Task requirements:
1. Answer these questions about the forum thread on a first lathe:
(a) Which brand of lathe does GaryK own?
(b) Which two lathes does Radish compare the Rikon against?
(c) What wood did trifern use for the dining table and bed legs made in high school shop class?
2. Write the next part of the forum thread on a first lathe, starting after its final post.

Excerpt provided:

^^^^^^^^^^^^^^^^

# First Lathe



## GaryK (Jun 25, 2007)

Nice review.

I have a Jet that looks like it probably came from the same Chinese factory.

I can't see any differences except the colors.


----------



## Radish (Apr 11, 2007)

Scott,
I can't wait to see what you and your spouse come up with, and now you will be even more firmly in position to utilize found wood for bowls and such. I can't wait to see what species show up as part of the urban logging experience in Florida.

I think that Rikon with the indexing and the extra two inches of swing over the ways is the way to go (vs the Jet Mini and the Delta Midi). Scoooore!


----------



## cajunpen (Apr 9, 2007)

Nice looking lathe. I don't know how I would react if my wife ever suggested me buying a tool, I guess that would be a good thing - but I don't know if I could stand the "free reign" to buy tools, something has to restrain me )

You should enjoy many hours of relaxation, once you get the knack of turning.


----------



## rikkor (Oct 17, 2007)

Thanks for writing up this review.


----------



## trifern (Feb 1, 2008)

Thanks for sharing. I am in the process of narrowing down which lathe to buy. I like the Rikon and Jet for mini lathes. However, I am concerned they will not be large enough. I have not turned since high school shop class. There I made dinning table and bed legs from 4" maple. Does anyone have experience with Grizzly? It seems like alot of machine for the money. I just don't want to regret I did not wait until I had the cash for a full size Laguna or Jet.

^^^^^^^^^^^^^^^^

[Records of labeled points]
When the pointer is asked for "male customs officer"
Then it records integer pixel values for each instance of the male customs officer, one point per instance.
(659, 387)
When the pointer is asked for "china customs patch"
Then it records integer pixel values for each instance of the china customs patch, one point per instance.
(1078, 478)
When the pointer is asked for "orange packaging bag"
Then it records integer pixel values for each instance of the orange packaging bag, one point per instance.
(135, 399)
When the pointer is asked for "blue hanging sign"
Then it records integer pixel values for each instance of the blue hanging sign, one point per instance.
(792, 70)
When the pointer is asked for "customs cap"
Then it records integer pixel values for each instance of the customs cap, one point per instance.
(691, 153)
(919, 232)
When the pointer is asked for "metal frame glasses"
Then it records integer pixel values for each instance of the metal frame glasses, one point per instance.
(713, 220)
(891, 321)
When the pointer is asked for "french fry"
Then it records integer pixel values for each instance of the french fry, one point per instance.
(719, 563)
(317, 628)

^^^^^^^^^^^^^^^^

Responses for each task:
1.
(a) Jet
(b) The Jet Mini and the Delta Midi
(c) 4" maple

2.
I look forward to seeing completed projects from your new toy!


----------



## Chipncut (Aug 18, 2006)

It looks like a pretty nice lathe.

You'll have a lot of fun with it, I'm sure.


----------



## DaveMiller (Feb 26, 2008)

My kids gave me this lathe for Christmas last year and I have tinkered with a few turnings but am very much a beginner. It was very easy to set-up and is very easy to use.

I plan to make some bar stools to match a kitchen table and chairs but need the extension bed. I ordered the extension at my local Woodcraft store in mid-November. It has been on back-order since then - something about being tied up in customs - like I need any help procrastinating. ;-)

And for any of you who think it would be wonderful to live a few miles from a Woodcraft store - it is!


----------



## SplinterDave (Apr 16, 2008)

I just got an Excelsior Midi lathe from Rocklers. It came with a free bed extension. It looks much like the one in your picture.

I have only used mine for sanding some spindles on a refinishing project but it seems to be solid. No vibration, belt driven, with 5 speeds from 570 to 3100 rpm. I'm sure it is made in the US of China but for the money $200.00 it is a good starter lathe. Next I have to buy some gouges and get to turning. Always wanted to and now I have the tool.


----------



## Grumpy (Nov 9, 2007)

The world is your oyster now Dusty. Be careful with the vibration on lightweight lathes. there are all sorts of ideas about turnig speed compared to the size of the wood stock.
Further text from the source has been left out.